SUPPLIED PASSAGE:
============================================================

"Moral Code X" or "Moralny Kodex" () is a Russian rock band founded in 1989 by famous Moscow producer and poet Pavel Zhagun and saxophonist Sergey Mazayev to play reactive big beat.

The debut album by Moralny Kodex was called Sotryasenie Mozga (Russian for brain concussion), and was filled with strict big-beat drums in combination with INXS-like guitar riffs and lyrics by Pavel Zhagun.  The song Do Svidanya, Mama (Russian for Goodbye mama) became a main single of this album. Several video clips were shot in 1990.
 
In the early 1990s, Moralny Kodex was recognized as the most promising and popular rock band in Russia but their second album Gibkij Stan (here  Slender Body) wasn't very successful.  Some in-band disagreements appeared after this release, due to frontman Sergey Mazayev's problems with alcohol.  The band temporarily left the Russian mainstream scene.

Their third album was entitled I Choose You. It included two hit tracks:  Ya vybiraju tebja and Nochnoy kapriz (Russian for I choose you and Night caprise  respectively).

In 1997 Moralny Kodex started recording their fourth album, Good News,  which was finally released in 2000. This album had a brand-new sound and a lot of hit songs. It was a revival for the band.

============================================================

RECORD EXTRACTS:

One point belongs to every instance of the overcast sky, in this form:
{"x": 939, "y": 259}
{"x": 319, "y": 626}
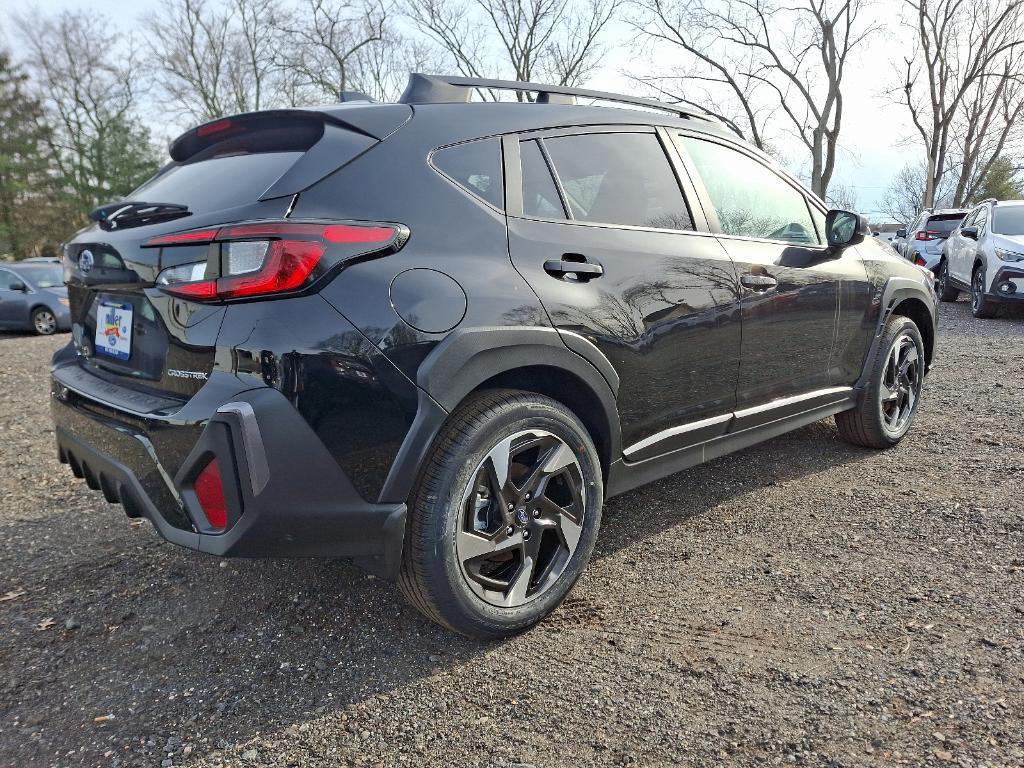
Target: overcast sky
{"x": 875, "y": 133}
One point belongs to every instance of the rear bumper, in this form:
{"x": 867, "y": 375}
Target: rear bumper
{"x": 286, "y": 495}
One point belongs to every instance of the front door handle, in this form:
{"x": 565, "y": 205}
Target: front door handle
{"x": 581, "y": 269}
{"x": 758, "y": 282}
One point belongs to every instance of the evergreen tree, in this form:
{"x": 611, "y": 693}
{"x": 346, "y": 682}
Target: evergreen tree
{"x": 1000, "y": 182}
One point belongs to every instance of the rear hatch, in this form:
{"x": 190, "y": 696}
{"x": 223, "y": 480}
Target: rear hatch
{"x": 127, "y": 329}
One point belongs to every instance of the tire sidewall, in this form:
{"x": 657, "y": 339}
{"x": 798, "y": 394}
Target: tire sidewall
{"x": 444, "y": 513}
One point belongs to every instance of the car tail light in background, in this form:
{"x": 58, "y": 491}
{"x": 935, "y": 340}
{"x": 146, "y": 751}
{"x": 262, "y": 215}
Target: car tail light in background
{"x": 269, "y": 257}
{"x": 210, "y": 493}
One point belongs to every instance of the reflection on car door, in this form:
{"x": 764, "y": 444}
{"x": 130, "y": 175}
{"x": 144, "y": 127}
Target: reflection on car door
{"x": 796, "y": 341}
{"x": 13, "y": 304}
{"x": 658, "y": 298}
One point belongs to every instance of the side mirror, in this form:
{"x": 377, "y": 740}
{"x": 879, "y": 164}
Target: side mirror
{"x": 845, "y": 228}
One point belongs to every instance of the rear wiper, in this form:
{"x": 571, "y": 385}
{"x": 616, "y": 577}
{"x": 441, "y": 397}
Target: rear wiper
{"x": 123, "y": 215}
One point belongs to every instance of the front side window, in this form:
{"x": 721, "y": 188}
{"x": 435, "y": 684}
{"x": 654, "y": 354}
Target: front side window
{"x": 619, "y": 178}
{"x": 475, "y": 166}
{"x": 749, "y": 198}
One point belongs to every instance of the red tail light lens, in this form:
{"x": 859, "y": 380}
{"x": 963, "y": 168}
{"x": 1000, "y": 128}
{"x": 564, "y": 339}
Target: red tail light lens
{"x": 210, "y": 493}
{"x": 270, "y": 257}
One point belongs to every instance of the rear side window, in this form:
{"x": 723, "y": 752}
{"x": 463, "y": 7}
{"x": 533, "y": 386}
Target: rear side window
{"x": 750, "y": 199}
{"x": 476, "y": 167}
{"x": 619, "y": 178}
{"x": 945, "y": 224}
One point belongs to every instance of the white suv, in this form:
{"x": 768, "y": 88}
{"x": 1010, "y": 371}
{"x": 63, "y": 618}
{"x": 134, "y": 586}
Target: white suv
{"x": 985, "y": 256}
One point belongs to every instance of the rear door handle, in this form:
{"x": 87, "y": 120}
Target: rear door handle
{"x": 758, "y": 282}
{"x": 583, "y": 269}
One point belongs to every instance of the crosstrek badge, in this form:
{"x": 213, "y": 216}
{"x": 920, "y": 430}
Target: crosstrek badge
{"x": 114, "y": 330}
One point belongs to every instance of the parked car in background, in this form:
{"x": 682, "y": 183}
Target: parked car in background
{"x": 433, "y": 336}
{"x": 985, "y": 256}
{"x": 928, "y": 235}
{"x": 33, "y": 297}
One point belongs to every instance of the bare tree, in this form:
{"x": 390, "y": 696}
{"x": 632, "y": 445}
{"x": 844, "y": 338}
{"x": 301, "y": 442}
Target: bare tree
{"x": 957, "y": 45}
{"x": 555, "y": 40}
{"x": 768, "y": 57}
{"x": 216, "y": 59}
{"x": 989, "y": 122}
{"x": 86, "y": 76}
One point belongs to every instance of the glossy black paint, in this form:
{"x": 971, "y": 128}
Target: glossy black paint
{"x": 364, "y": 368}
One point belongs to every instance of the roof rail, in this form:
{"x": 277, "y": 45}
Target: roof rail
{"x": 436, "y": 89}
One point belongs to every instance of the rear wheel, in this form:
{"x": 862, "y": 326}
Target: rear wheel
{"x": 945, "y": 288}
{"x": 889, "y": 402}
{"x": 981, "y": 305}
{"x": 504, "y": 516}
{"x": 43, "y": 322}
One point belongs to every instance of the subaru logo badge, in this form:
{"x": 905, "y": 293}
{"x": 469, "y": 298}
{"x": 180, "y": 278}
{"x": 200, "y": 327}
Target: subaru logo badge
{"x": 85, "y": 261}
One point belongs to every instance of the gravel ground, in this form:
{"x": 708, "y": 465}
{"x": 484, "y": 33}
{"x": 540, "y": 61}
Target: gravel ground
{"x": 802, "y": 601}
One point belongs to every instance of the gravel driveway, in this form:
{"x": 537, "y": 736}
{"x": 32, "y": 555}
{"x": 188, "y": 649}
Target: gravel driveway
{"x": 802, "y": 601}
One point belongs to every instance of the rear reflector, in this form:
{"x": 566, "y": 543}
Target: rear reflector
{"x": 210, "y": 493}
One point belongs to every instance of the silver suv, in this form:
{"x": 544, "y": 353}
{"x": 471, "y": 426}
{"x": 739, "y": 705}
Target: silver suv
{"x": 985, "y": 256}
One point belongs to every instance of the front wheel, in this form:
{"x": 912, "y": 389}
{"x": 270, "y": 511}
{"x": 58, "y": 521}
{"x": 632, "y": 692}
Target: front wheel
{"x": 981, "y": 305}
{"x": 504, "y": 516}
{"x": 889, "y": 402}
{"x": 945, "y": 288}
{"x": 44, "y": 323}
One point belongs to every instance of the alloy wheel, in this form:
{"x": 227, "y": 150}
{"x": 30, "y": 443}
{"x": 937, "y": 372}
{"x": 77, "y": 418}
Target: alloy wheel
{"x": 901, "y": 382}
{"x": 520, "y": 518}
{"x": 44, "y": 322}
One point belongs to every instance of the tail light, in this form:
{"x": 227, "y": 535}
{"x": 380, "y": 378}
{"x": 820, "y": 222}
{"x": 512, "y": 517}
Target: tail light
{"x": 269, "y": 257}
{"x": 210, "y": 493}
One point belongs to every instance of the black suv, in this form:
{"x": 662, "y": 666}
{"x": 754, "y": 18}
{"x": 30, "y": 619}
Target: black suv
{"x": 433, "y": 336}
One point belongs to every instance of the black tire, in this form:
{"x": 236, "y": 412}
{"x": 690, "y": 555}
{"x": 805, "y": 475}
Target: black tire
{"x": 981, "y": 305}
{"x": 433, "y": 578}
{"x": 43, "y": 322}
{"x": 945, "y": 289}
{"x": 868, "y": 424}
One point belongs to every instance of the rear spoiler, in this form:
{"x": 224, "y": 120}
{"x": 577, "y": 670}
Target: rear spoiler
{"x": 288, "y": 129}
{"x": 329, "y": 137}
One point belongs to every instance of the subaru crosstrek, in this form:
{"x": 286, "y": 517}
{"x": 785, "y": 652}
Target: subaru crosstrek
{"x": 434, "y": 336}
{"x": 985, "y": 257}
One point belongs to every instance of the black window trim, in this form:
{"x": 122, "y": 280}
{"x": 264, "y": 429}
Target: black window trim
{"x": 714, "y": 224}
{"x": 461, "y": 187}
{"x": 513, "y": 176}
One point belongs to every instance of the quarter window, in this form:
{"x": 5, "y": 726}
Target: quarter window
{"x": 619, "y": 178}
{"x": 540, "y": 197}
{"x": 475, "y": 166}
{"x": 750, "y": 199}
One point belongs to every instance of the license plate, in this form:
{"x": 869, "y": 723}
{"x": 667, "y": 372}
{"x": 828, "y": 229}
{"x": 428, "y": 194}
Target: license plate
{"x": 114, "y": 330}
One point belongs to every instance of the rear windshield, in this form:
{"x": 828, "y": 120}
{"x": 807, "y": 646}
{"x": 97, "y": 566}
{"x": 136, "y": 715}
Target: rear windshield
{"x": 218, "y": 183}
{"x": 944, "y": 224}
{"x": 43, "y": 276}
{"x": 1009, "y": 220}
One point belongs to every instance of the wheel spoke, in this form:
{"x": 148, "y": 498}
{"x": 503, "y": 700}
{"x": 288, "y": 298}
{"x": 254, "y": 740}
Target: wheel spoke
{"x": 517, "y": 591}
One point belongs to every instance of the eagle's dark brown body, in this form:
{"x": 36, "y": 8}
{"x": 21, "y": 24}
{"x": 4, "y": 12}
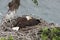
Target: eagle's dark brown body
{"x": 14, "y": 4}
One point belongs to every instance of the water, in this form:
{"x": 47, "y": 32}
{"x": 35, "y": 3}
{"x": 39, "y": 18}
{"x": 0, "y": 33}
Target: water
{"x": 49, "y": 10}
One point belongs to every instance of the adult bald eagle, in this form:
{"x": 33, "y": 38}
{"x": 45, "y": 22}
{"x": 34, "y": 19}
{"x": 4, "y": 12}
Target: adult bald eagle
{"x": 13, "y": 5}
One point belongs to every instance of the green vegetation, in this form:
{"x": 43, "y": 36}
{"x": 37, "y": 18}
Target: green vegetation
{"x": 9, "y": 38}
{"x": 35, "y": 2}
{"x": 50, "y": 33}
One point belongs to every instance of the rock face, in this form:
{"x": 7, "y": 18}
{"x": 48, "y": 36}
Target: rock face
{"x": 14, "y": 4}
{"x": 22, "y": 22}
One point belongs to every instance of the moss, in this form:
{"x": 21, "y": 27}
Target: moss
{"x": 50, "y": 33}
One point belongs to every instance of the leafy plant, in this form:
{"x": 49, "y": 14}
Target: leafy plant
{"x": 50, "y": 33}
{"x": 9, "y": 38}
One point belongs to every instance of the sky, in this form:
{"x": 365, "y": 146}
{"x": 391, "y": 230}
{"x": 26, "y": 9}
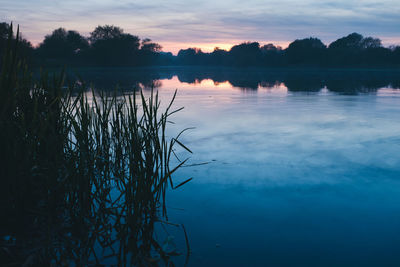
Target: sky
{"x": 210, "y": 23}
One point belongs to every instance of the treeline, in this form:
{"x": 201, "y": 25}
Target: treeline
{"x": 350, "y": 51}
{"x": 111, "y": 46}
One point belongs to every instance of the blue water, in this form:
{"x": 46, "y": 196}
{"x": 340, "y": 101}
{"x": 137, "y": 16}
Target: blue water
{"x": 293, "y": 178}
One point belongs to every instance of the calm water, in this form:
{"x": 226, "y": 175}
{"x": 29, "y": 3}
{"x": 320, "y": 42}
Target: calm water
{"x": 295, "y": 177}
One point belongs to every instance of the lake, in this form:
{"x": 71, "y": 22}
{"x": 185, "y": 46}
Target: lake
{"x": 302, "y": 168}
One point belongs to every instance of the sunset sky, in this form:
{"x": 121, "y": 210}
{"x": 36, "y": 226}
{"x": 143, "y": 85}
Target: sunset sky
{"x": 209, "y": 23}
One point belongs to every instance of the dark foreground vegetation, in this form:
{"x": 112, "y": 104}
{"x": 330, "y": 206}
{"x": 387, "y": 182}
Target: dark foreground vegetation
{"x": 83, "y": 176}
{"x": 110, "y": 46}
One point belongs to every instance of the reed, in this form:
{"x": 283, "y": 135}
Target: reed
{"x": 84, "y": 174}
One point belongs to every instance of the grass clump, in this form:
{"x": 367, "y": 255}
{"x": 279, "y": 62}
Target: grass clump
{"x": 84, "y": 175}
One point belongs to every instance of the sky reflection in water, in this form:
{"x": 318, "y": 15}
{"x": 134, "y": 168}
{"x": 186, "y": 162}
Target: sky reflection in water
{"x": 294, "y": 179}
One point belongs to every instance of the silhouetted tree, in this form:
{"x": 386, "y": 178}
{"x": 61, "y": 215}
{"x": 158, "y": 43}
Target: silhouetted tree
{"x": 110, "y": 46}
{"x": 354, "y": 49}
{"x": 272, "y": 55}
{"x": 62, "y": 45}
{"x": 191, "y": 56}
{"x": 245, "y": 54}
{"x": 25, "y": 49}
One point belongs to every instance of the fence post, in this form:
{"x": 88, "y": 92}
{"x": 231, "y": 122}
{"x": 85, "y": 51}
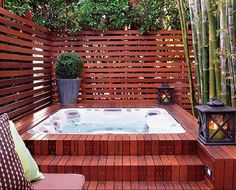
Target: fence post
{"x": 2, "y": 3}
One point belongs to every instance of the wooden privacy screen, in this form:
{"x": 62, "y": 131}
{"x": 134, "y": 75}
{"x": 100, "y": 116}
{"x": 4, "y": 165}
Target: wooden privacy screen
{"x": 125, "y": 66}
{"x": 120, "y": 66}
{"x": 25, "y": 65}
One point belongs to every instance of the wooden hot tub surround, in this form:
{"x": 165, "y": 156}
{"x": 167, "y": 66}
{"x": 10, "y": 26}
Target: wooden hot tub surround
{"x": 126, "y": 161}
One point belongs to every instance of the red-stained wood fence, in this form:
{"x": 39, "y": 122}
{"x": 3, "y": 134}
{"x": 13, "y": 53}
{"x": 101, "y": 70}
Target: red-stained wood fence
{"x": 25, "y": 65}
{"x": 124, "y": 66}
{"x": 119, "y": 66}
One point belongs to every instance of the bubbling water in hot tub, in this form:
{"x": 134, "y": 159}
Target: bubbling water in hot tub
{"x": 109, "y": 120}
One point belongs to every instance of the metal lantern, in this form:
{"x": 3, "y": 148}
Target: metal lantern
{"x": 165, "y": 94}
{"x": 216, "y": 123}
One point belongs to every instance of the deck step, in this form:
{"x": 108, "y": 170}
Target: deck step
{"x": 95, "y": 145}
{"x": 126, "y": 168}
{"x": 146, "y": 185}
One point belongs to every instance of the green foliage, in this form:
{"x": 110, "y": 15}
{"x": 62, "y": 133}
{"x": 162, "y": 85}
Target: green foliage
{"x": 103, "y": 14}
{"x": 72, "y": 16}
{"x": 17, "y": 6}
{"x": 69, "y": 66}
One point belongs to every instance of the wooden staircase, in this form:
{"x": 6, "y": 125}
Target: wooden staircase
{"x": 123, "y": 161}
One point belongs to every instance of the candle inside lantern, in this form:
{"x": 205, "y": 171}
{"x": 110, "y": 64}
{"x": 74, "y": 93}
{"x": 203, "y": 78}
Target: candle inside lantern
{"x": 165, "y": 98}
{"x": 213, "y": 128}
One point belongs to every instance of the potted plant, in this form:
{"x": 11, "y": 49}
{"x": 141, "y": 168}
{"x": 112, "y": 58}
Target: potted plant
{"x": 68, "y": 69}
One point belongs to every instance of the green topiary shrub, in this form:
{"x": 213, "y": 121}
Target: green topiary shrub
{"x": 69, "y": 66}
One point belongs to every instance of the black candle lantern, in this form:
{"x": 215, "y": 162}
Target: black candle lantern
{"x": 216, "y": 123}
{"x": 165, "y": 94}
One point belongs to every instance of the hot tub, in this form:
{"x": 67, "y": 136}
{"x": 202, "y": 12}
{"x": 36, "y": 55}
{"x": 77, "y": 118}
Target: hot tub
{"x": 110, "y": 120}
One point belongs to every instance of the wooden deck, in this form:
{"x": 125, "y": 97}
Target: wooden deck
{"x": 171, "y": 161}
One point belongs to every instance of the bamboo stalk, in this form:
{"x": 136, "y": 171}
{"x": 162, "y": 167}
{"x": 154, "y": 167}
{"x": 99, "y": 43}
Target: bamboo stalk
{"x": 205, "y": 43}
{"x": 195, "y": 47}
{"x": 186, "y": 50}
{"x": 223, "y": 35}
{"x": 232, "y": 50}
{"x": 198, "y": 18}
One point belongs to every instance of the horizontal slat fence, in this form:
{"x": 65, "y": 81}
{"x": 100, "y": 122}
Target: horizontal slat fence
{"x": 124, "y": 66}
{"x": 25, "y": 65}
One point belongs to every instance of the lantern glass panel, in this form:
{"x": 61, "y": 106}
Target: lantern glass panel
{"x": 217, "y": 125}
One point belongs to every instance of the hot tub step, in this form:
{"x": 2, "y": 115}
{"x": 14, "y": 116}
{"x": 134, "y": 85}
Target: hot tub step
{"x": 129, "y": 145}
{"x": 126, "y": 168}
{"x": 146, "y": 185}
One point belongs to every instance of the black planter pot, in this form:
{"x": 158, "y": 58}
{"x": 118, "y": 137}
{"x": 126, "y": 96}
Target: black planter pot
{"x": 68, "y": 90}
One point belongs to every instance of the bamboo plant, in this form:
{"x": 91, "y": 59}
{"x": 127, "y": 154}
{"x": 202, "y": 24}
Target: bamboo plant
{"x": 214, "y": 43}
{"x": 186, "y": 50}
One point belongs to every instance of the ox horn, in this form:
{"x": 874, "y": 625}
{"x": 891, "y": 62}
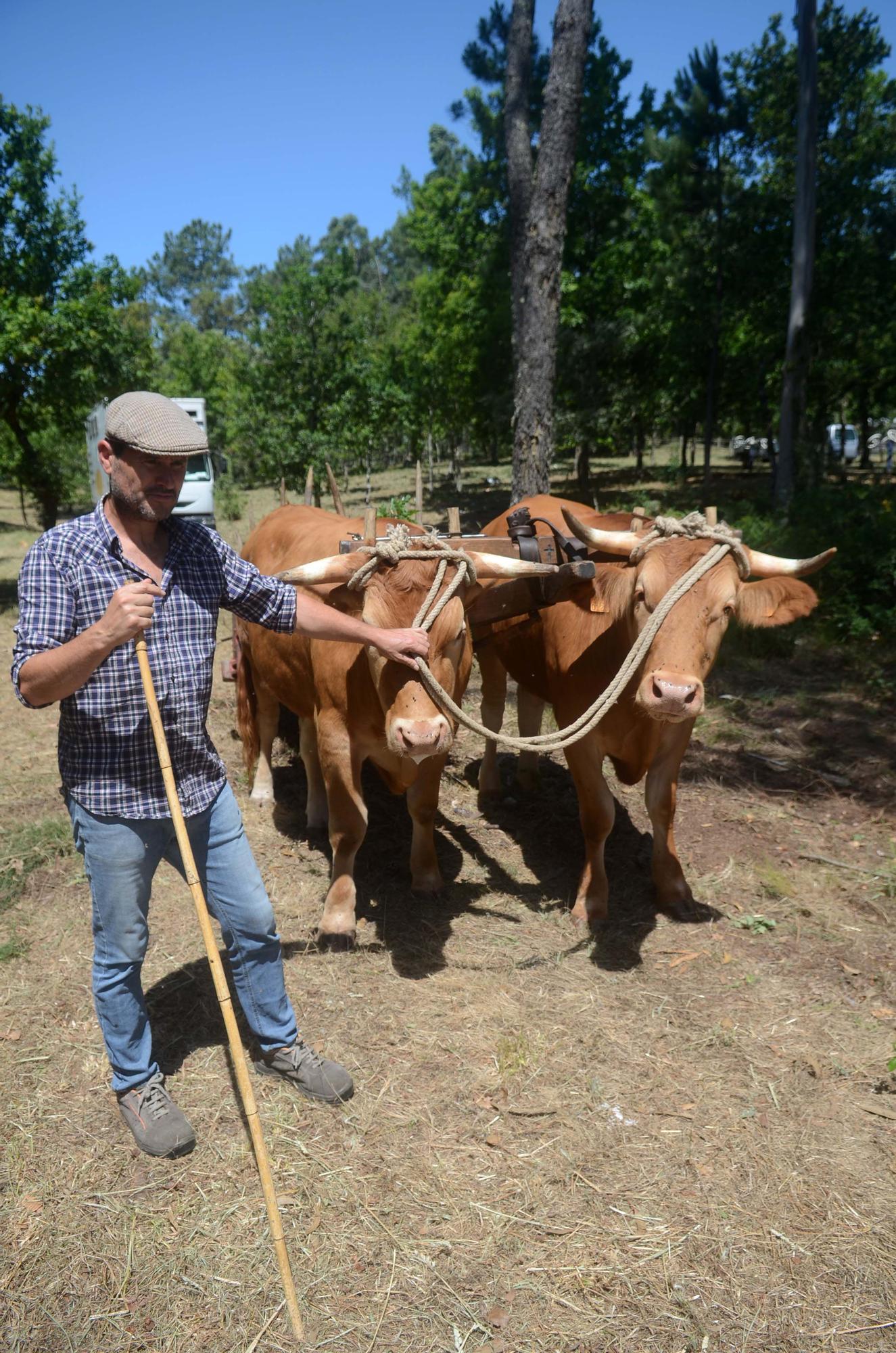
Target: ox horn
{"x": 611, "y": 542}
{"x": 502, "y": 566}
{"x": 336, "y": 569}
{"x": 773, "y": 566}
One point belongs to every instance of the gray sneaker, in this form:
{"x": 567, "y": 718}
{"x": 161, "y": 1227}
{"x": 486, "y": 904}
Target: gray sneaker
{"x": 310, "y": 1074}
{"x": 158, "y": 1125}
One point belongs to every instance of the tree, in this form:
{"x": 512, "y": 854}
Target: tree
{"x": 797, "y": 357}
{"x": 538, "y": 231}
{"x": 194, "y": 278}
{"x": 67, "y": 338}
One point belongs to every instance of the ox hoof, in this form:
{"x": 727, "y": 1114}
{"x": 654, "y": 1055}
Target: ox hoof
{"x": 336, "y": 941}
{"x": 588, "y": 917}
{"x": 686, "y": 909}
{"x": 427, "y": 884}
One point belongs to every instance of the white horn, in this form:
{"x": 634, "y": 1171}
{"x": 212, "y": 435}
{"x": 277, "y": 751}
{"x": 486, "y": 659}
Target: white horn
{"x": 611, "y": 542}
{"x": 336, "y": 569}
{"x": 502, "y": 566}
{"x": 773, "y": 566}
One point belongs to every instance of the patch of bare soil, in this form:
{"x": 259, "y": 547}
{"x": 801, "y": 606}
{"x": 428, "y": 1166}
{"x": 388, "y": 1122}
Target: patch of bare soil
{"x": 661, "y": 1139}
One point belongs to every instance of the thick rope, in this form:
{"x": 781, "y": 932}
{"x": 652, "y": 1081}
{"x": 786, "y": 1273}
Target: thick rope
{"x": 397, "y": 546}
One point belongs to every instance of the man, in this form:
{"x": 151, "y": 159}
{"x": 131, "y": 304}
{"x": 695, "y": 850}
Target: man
{"x": 87, "y": 589}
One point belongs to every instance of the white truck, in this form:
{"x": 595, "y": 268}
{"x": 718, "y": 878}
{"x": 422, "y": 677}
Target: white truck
{"x": 197, "y": 499}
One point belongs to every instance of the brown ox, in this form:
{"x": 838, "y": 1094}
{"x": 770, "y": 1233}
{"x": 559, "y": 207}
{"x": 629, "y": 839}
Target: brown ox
{"x": 574, "y": 650}
{"x": 351, "y": 703}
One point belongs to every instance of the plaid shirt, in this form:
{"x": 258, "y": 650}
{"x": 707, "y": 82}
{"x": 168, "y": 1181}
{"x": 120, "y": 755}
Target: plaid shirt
{"x": 108, "y": 756}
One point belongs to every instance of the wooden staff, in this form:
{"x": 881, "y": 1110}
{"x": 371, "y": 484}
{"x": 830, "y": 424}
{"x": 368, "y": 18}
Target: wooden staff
{"x": 237, "y": 1053}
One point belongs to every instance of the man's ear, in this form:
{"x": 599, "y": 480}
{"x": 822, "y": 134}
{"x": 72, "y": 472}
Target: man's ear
{"x": 774, "y": 601}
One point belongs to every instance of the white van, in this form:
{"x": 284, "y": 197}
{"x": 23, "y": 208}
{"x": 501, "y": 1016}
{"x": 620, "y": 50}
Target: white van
{"x": 197, "y": 499}
{"x": 842, "y": 438}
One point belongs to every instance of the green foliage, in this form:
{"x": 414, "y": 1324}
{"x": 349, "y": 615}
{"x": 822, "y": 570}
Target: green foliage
{"x": 231, "y": 501}
{"x": 30, "y": 846}
{"x": 757, "y": 925}
{"x": 401, "y": 507}
{"x": 70, "y": 332}
{"x": 194, "y": 278}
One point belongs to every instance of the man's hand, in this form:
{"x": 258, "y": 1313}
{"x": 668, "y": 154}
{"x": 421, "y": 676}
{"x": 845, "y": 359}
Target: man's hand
{"x": 131, "y": 612}
{"x": 401, "y": 646}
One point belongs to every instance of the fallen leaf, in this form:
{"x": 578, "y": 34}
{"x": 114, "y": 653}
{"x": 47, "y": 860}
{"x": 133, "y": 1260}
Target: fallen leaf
{"x": 688, "y": 959}
{"x": 880, "y": 1110}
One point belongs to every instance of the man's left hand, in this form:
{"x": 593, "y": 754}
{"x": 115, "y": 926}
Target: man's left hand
{"x": 401, "y": 646}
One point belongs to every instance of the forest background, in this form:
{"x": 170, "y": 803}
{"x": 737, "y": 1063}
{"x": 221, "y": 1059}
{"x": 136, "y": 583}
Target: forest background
{"x": 374, "y": 352}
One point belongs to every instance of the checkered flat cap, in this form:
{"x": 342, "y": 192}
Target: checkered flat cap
{"x": 154, "y": 424}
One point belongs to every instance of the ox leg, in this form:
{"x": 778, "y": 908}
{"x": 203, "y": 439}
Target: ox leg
{"x": 597, "y": 810}
{"x": 423, "y": 802}
{"x": 529, "y": 711}
{"x": 341, "y": 771}
{"x": 673, "y": 891}
{"x": 494, "y": 693}
{"x": 268, "y": 718}
{"x": 316, "y": 811}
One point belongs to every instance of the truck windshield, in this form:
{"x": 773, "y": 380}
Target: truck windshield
{"x": 198, "y": 467}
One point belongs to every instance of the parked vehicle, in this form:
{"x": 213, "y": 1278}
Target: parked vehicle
{"x": 198, "y": 496}
{"x": 842, "y": 442}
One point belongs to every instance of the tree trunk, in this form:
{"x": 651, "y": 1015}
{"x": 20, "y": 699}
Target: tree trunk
{"x": 538, "y": 225}
{"x": 47, "y": 493}
{"x": 862, "y": 430}
{"x": 582, "y": 472}
{"x": 796, "y": 361}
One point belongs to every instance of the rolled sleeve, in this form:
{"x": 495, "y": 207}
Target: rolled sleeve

============================================================

THE TASK: Condense the paragraph of the Moralny Kodex passage above that begins "In the early 1990s" into a bulleted list that keeps its main facts.

THE RESULT:
- In the early 1990s, Moralny Kodex was considered Russia's most promising and popular rock band.
- Their second album, Gibkij Stan (Slender Body), was not very successful.
- After its release, disagreements arose within the band over frontman Sergey Mazayev's problems with alcohol.
- The band temporarily left the Russian mainstream scene.